* [Document excerpt]:
################
Volume 6, Philosophy of Education, pg 303-304
A person needs a good meal to stimulate his body to secrete digestive juices. In the same way, the mental energy need to be stimulated so that the mind will digest and extract what it needs. And it needs a large variety and generous amount from which to select the nourishment it needs. And it needs it to be disguised as something appetizing and appealing. As our example, we have the highest authority [Scripture] demonstrating that the indirect method is the best way to dispense literature, and especially the indirect form of poetry.
Volume 6, Philosophy of Education, pg 317
Maybe it's true that the church doesn't feed us enough of the knowledge that gives life, but we aren't starved, either. We also get a small share of literature, poetry, and history--a phrase here, a line there, just enough to light up our day once in a while. Charles Fox said, 'Poetry is everything,' and the black conqueror of the Sudan said, 'Without learning, life wouldn't have any pleasure or flavor.' Knowledge is good for us, although we aren't sure why that's true.
Volume 6, Philosophy of Education, pg 328
That key is knowledge--familiarity enough with birds and flowers and trees to know them by name, if not more. And the magic of poetry makes knowledge come to life. Adults and children should be able to quote a verse that will make the bud of an ash tree seem blacker, or add sweetness and wonder to a 'flower in the crannied wall,' or make a lark's song sound more thrilling.
Volume 6, Philosophy of Education, pg 340-341
Readings in literature, whether prose or poetry, should generally illustrate the historical period being studied. But books containing selected portions of works should be avoided. Children should read the whole work they're introduced to. And here we have a serious difficulty. Plato wanted poets in his republic to be watched over lest they write poems that would corrupt the morals of the youth. When the floodgates of knowledge were thrown open in Europe, Erasmus was worried for the same reason. Even Rossetti had the same thought. I hope that publishers will help us in this regard. Ever since German bookseller Friedrich Perthes discovered the mission of publishers to further education, publishers have done a lot for the world. Might they help us now? They could remove the smallest bit of offensive material, under the guidance of an exacting expert. What peace of mind it would be for teachers to be able to throw open the world of books to their students with no fear of moral smudges left on students' minds from an offensive passage! And many people who don't feel comfortable in the world of literature would be happy to keep complete libraries of these editions on their shelves to be used daily with no worries.
################
* [Task list]:
[1] In the Philosophy of Education excerpts, who is credited with discovering the mission of publishers to further education?
[2] Repeat the Philosophy of Education excerpts word for word, beginning at "Volume 6, Philosophy of Education, pg 328" and stopping after "sound more thrilling.".
################
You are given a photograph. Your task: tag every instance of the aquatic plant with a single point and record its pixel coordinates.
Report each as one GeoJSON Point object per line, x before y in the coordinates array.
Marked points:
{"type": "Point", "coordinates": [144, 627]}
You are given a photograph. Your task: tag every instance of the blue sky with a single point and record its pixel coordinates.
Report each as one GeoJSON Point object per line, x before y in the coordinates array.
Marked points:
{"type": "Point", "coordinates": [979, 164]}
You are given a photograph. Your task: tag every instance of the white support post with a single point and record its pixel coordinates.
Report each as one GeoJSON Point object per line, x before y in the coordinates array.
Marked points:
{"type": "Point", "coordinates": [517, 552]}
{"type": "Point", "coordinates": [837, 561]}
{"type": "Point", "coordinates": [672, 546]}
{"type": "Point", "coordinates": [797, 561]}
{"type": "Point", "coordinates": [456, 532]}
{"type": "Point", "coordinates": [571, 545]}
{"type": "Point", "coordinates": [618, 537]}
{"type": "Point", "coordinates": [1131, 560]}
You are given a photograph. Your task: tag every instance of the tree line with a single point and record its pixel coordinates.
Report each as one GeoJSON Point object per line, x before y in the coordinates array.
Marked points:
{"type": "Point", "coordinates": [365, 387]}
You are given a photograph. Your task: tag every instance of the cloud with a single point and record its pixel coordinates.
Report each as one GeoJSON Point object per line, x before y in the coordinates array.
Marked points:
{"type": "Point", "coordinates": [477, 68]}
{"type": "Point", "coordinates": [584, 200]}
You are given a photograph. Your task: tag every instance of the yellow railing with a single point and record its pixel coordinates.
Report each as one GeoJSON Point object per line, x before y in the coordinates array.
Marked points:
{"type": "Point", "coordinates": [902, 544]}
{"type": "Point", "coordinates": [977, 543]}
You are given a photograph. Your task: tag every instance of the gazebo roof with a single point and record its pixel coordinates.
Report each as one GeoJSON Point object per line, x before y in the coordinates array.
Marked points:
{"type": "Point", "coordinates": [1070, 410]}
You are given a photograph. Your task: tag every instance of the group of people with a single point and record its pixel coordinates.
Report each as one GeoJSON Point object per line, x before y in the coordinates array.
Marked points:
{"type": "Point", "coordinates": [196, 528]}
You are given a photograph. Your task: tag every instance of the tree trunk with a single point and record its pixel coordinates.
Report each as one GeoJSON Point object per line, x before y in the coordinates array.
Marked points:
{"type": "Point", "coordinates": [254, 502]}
################
* [Results by task]:
[1] The German bookseller Friedrich Perthes.

[2]
Volume 6, Philosophy of Education, pg 328
That key is knowledge--familiarity enough with birds and flowers and trees to know them by name, if not more. And the magic of poetry makes knowledge come to life. Adults and children should be able to quote a verse that will make the bud of an ash tree seem blacker, or add sweetness and wonder to a 'flower in the crannied wall,' or make a lark's song sound more thrilling.